● **Exercise brief**:
Could you rewrite the rows below with every "marker" swapped for "point" and nothing else changed?
++++ Records shown
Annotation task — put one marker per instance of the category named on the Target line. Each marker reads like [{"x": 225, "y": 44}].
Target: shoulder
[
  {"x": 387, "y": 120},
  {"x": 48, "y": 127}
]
++++++++
● **The reply**:
Annotation task — put one point per instance of the category named on the Target line. Each point reads like [{"x": 225, "y": 44}].
Target: shoulder
[
  {"x": 387, "y": 120},
  {"x": 48, "y": 127}
]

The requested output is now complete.